__SOURCE DOCUMENT__:

File spoon-archives/heidegger.archive/heidegger_2002/heidegger.0202, message 11


Date: Mon, 4 Feb 2002 14:35:40 -0800
From: "John Foster" <borealis-AT-mercuryspeed.com>
Subject: Re: Dasein


tommy:
> I take your point, Tudor. But I wasn't "extrapolating a market
> specialisation into thinking what is to think". On the contrary, I
> was following your train of thought which consisted of extrapolating
> a market specialisation into philosophy.

> I agree that value can have two meanings. One is market value. The
> other is life value. Although an actuary might put a value on a human
> life it does not bear any relation to the value the person living it
> would put on it. It is a notional extrapolation of what that person
> would have been worth in terms of his or her use to others after his

Values are not reducible in all cases nor commensurate. For instance
economic values are not reducible to ethical values, and are not
commensurate. Ethical values and economic values are do not commense with or
from some other primary value. Ethical values are not equivalent to economic
values; they are *essentially different*. Although some ethical values have
economic value, ethical value (or worth) cannot be 'priced' in a market
transaction.

Ethical values are highly subjective, as are moral judgements about the
character of a person. Economic values are objective and express only a
transaction price (the value which is experienced by the good or service may
constitute the subjective value which forms the ethical, but it may be that
the value is environmental (Hiedegger analyzed this in *The Hermenuetics of
Facticity*), or it may mental (psychological, spiritual, intellectual,
artistic, et cetera).

There are 'non-market transactions' which are not considered by economics;
marriage, adoption, gifts, et cetera. Non of the non-market transactions are
especially of any interest to economists, except in terms of policy.
Services such as 'unpaid child care' are considered as forms of *national
wealth* but are not considered part of the GDP....

Economic values are expressed in 'prices' and modern economics does not use
the term 'value' any longer except to describe preferences which may be
personal and impersonal.

__GIVEN EXERCISE__: Reproduce the passage of the message on economic and ethical values from "Economic values are expressed" to "personal and impersonal.".

__PROVIDED INFORMATION__:
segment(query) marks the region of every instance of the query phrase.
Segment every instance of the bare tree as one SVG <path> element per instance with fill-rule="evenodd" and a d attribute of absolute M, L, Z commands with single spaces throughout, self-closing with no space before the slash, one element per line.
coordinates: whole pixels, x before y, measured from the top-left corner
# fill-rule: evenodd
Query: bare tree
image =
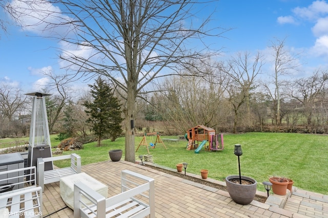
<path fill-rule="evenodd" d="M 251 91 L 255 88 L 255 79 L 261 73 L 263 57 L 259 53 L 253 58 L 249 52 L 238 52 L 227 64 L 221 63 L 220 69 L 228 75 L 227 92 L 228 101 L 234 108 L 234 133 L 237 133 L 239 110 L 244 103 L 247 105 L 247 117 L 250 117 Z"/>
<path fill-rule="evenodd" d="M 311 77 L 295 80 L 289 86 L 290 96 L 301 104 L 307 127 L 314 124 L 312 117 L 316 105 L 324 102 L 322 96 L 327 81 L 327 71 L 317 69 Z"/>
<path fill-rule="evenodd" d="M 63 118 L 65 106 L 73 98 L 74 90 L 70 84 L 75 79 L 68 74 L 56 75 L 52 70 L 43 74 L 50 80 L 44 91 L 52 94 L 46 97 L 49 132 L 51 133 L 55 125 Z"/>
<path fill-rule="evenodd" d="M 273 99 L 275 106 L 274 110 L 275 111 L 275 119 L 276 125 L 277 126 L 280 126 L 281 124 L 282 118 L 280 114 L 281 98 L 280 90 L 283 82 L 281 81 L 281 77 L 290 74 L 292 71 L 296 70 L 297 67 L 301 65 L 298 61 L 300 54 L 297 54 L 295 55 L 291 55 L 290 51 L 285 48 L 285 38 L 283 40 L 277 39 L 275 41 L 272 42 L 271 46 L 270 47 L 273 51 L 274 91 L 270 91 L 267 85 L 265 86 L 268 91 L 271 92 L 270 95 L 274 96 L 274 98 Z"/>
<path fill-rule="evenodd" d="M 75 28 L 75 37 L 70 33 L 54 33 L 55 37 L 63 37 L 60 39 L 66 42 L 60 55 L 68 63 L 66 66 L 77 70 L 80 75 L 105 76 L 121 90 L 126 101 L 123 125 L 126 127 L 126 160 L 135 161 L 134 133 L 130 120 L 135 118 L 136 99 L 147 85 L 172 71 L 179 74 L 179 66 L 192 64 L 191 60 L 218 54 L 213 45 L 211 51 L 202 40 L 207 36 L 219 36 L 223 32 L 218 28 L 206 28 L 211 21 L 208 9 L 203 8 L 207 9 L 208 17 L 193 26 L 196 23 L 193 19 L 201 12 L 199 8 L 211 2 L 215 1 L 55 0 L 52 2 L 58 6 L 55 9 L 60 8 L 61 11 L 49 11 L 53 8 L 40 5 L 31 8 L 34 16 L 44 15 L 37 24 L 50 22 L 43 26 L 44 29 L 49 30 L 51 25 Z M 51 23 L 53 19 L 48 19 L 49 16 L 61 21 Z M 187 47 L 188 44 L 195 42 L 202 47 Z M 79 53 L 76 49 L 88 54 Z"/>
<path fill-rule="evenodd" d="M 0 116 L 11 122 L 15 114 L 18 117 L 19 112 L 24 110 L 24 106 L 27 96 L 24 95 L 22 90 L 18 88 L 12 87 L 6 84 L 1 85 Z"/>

...

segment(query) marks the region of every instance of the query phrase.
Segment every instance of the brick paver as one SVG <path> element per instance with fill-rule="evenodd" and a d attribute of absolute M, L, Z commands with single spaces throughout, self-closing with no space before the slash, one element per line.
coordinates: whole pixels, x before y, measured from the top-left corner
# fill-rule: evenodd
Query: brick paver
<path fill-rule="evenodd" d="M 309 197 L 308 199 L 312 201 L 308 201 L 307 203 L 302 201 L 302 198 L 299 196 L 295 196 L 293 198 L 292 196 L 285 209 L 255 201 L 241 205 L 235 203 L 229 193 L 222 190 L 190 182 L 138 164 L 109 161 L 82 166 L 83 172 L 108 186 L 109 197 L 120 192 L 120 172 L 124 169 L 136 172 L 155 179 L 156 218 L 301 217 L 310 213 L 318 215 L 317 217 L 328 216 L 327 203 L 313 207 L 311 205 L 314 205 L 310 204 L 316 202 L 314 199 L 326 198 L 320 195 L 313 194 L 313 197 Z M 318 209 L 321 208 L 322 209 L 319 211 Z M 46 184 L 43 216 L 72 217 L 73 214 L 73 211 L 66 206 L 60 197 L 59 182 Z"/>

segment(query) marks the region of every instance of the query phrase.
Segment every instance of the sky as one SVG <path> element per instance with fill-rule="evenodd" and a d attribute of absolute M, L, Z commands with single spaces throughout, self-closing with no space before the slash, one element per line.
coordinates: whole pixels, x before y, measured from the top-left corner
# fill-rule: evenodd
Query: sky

__WRITTEN ANSWER__:
Economic values are expressed in 'prices' and modern economics does not use
the term 'value' any longer except to describe preferences which may be
personal and impersonal.